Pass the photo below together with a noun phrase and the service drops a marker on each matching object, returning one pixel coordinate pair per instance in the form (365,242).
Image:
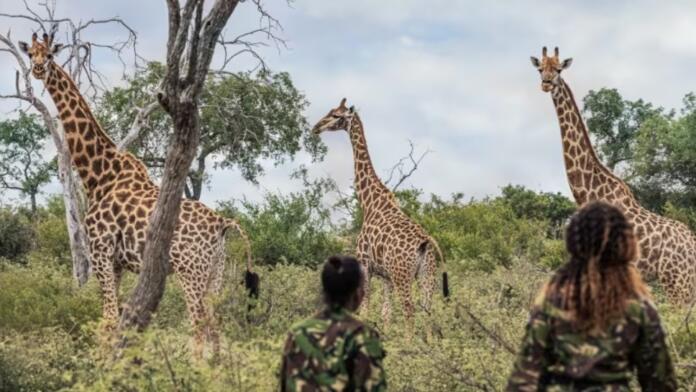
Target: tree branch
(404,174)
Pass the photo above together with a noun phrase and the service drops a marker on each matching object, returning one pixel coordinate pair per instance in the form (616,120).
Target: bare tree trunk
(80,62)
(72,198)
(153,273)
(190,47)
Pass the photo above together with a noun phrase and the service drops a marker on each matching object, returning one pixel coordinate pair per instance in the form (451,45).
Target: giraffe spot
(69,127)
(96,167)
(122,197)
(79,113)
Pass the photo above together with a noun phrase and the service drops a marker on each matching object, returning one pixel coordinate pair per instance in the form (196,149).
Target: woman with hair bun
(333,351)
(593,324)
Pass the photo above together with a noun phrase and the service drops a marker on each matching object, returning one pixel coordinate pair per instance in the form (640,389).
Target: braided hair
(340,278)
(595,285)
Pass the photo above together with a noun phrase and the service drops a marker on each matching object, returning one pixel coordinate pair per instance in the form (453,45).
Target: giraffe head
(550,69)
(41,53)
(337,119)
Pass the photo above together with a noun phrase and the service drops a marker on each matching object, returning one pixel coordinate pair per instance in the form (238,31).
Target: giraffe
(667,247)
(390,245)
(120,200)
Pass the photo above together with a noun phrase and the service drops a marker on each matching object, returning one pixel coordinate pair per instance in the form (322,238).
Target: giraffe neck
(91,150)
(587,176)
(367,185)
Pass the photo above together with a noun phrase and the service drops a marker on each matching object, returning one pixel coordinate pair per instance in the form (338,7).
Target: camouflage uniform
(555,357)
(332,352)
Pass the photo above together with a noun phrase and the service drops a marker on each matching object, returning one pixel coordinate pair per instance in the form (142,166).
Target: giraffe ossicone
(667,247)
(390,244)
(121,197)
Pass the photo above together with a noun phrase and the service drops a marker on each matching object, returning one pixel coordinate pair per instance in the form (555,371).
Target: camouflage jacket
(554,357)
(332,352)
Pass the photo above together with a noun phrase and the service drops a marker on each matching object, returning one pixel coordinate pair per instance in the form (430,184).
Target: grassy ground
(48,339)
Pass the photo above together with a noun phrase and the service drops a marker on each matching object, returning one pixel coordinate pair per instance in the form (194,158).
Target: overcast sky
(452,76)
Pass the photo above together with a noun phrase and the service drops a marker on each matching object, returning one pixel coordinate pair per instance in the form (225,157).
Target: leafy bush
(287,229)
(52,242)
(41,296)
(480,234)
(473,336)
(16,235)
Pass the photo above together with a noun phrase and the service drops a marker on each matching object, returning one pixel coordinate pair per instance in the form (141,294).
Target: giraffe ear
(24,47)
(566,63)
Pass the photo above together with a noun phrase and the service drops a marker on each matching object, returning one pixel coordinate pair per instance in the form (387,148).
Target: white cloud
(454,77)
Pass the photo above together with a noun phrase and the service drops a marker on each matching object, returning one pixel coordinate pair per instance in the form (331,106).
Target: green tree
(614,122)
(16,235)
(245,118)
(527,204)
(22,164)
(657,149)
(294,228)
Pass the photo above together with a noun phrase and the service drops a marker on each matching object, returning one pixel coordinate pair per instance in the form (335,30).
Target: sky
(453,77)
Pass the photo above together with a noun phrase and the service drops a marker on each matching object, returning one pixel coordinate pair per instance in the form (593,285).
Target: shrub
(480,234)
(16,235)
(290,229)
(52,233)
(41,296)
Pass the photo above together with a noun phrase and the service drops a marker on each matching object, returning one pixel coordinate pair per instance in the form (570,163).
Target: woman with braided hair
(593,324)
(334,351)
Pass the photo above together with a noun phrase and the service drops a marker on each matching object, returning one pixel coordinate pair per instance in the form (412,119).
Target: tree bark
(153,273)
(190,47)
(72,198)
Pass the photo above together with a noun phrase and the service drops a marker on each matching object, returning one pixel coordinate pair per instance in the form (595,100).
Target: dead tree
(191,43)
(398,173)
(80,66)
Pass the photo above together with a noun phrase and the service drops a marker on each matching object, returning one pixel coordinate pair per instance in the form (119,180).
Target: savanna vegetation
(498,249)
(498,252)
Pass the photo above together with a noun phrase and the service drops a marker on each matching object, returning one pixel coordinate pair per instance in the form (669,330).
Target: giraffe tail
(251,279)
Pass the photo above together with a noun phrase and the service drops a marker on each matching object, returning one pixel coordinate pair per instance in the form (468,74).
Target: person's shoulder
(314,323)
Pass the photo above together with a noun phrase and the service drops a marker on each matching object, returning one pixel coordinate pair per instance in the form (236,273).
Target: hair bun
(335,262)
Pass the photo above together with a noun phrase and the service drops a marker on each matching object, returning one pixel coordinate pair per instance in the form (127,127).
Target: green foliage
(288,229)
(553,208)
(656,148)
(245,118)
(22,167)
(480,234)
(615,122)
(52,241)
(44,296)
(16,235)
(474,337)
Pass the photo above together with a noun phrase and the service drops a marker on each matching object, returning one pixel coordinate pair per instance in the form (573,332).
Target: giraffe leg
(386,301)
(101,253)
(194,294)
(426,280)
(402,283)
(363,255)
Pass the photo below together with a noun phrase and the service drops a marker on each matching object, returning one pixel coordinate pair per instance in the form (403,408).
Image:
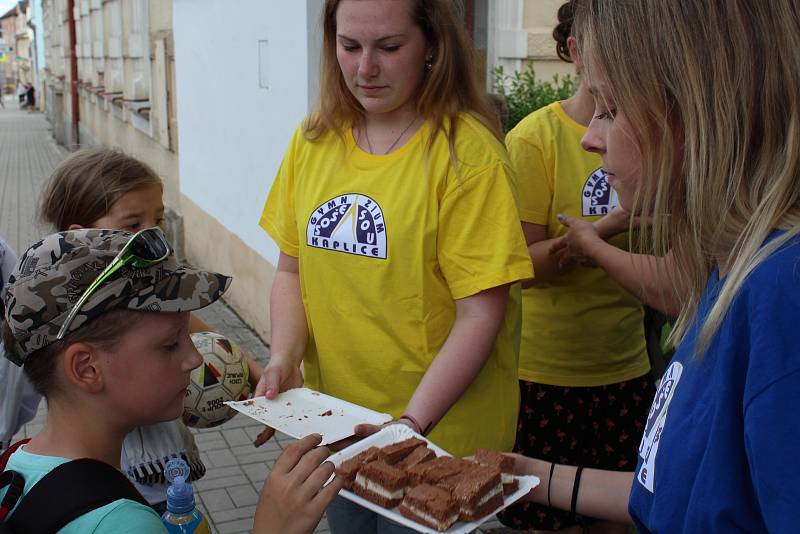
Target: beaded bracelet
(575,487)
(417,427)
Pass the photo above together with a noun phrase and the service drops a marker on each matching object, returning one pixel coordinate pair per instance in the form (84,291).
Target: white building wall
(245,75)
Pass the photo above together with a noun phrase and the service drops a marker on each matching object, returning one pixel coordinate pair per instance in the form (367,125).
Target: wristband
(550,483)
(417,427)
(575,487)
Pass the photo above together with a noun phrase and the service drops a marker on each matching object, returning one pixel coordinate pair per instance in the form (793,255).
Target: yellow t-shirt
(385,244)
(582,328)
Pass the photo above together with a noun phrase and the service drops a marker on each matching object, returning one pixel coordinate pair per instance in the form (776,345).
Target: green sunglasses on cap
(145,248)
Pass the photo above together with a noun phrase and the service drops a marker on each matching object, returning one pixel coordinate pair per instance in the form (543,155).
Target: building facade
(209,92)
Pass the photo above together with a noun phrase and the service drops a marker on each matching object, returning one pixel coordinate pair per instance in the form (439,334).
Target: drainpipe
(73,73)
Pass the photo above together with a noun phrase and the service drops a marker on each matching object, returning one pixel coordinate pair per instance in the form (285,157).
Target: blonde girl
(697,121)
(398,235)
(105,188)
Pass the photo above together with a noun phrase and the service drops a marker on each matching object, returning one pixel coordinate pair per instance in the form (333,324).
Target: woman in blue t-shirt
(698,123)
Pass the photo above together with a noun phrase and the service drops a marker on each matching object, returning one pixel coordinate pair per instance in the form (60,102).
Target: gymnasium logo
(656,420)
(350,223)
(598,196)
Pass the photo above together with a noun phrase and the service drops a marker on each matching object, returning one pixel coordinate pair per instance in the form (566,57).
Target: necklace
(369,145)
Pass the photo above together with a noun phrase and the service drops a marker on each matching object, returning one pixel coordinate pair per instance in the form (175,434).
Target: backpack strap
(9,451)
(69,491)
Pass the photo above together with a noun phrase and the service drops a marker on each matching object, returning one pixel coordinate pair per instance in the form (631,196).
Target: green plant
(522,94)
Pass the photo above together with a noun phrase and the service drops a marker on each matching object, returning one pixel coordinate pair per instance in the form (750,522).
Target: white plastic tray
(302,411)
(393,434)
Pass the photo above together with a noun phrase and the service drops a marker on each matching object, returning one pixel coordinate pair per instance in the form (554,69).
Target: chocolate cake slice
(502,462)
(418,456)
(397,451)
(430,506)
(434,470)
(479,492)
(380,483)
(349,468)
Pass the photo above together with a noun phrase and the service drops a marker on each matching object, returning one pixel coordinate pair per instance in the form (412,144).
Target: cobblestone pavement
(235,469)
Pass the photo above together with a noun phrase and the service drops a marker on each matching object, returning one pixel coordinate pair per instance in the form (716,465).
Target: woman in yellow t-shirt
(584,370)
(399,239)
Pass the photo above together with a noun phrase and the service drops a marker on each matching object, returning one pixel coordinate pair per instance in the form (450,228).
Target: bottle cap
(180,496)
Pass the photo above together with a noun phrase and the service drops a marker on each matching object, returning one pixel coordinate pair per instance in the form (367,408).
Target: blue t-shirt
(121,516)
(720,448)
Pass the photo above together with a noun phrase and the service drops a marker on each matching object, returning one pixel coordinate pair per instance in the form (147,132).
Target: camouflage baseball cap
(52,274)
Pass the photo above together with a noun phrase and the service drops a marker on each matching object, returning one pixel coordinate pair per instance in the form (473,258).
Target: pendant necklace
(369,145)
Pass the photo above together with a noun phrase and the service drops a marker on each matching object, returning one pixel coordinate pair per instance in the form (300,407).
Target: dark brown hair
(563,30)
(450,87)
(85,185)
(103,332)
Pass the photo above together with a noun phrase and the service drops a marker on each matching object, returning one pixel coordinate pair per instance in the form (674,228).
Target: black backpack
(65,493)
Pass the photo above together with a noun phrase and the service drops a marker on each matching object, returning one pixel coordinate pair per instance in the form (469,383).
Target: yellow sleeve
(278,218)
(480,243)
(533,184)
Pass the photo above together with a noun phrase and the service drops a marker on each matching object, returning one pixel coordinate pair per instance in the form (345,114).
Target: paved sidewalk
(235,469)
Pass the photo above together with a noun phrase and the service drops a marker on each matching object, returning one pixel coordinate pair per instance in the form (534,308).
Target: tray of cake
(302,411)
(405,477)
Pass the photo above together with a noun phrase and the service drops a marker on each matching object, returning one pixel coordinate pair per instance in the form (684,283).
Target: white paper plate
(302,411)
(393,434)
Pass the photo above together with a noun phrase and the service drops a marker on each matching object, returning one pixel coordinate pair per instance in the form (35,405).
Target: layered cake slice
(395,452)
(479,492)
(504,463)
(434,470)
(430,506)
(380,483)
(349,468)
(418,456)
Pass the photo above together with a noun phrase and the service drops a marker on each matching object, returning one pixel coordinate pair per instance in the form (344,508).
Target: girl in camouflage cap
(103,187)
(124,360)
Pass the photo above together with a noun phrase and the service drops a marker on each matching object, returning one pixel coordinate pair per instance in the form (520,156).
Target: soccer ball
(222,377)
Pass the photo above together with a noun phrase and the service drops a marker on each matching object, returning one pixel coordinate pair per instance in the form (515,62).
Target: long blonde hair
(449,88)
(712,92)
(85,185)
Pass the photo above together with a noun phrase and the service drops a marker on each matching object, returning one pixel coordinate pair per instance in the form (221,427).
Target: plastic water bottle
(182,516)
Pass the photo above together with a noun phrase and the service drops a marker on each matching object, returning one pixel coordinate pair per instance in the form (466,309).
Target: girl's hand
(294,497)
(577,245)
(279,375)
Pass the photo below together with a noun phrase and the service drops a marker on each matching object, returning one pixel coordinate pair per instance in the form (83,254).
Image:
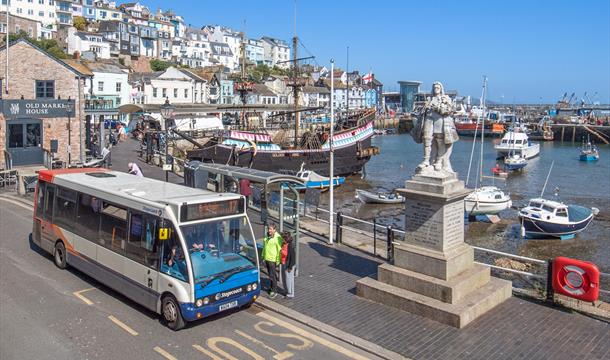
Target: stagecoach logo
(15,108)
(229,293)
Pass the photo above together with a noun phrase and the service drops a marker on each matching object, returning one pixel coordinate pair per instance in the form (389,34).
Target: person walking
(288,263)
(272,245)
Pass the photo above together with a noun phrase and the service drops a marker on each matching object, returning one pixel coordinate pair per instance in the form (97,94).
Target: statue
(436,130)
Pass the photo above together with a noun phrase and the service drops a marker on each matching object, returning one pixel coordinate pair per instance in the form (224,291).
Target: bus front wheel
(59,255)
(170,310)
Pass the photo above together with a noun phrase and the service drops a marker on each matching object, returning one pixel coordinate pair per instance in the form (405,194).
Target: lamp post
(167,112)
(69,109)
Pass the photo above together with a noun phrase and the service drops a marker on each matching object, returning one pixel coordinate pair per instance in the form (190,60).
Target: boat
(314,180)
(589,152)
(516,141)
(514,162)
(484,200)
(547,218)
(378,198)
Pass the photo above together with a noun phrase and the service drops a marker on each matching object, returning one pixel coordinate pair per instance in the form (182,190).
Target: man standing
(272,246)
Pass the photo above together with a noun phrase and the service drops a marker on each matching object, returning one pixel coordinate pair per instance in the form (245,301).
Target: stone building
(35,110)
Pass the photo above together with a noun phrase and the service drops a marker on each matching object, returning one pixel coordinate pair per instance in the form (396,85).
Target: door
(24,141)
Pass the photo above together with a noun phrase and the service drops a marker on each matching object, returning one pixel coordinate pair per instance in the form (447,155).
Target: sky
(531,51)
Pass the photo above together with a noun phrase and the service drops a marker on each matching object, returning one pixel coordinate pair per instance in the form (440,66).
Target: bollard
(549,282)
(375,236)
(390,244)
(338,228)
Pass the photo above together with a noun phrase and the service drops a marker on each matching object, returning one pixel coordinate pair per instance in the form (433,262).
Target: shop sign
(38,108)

::::

■ The task: Could you copy exactly the line containing "Target: man standing" and each line after it through the end of the records, and nothing else?

■ Exercise result:
Target: man standing
(272,246)
Pass the photo above together with a noun phrase and the service drops a marker on each matching object, returning one pixel coordinate pair per instance in the form (245,301).
Target: stone building
(35,110)
Pass the photo above together with a noun phrase and the service drops a marker on each matching object, returning one pixel coordinate pair per instance in the form (396,85).
Target: door
(24,141)
Pass the photo above together with a noun phrase and the service drops a marker on each matching object, returning one pixel coordinate pair per instance in the form (447,155).
Target: sky
(531,51)
Pass the photo above together with a noun phrase and the service drops a marker on each matching object, returning one pixel coordinate pair per instance in the form (440,66).
Target: bollard
(549,282)
(375,236)
(390,244)
(338,228)
Pass the photo above together with a noun phrase and the service drops a marker on each matching object, returning one pixel coordinate pair per instance in the form (433,262).
Target: shop sign
(38,108)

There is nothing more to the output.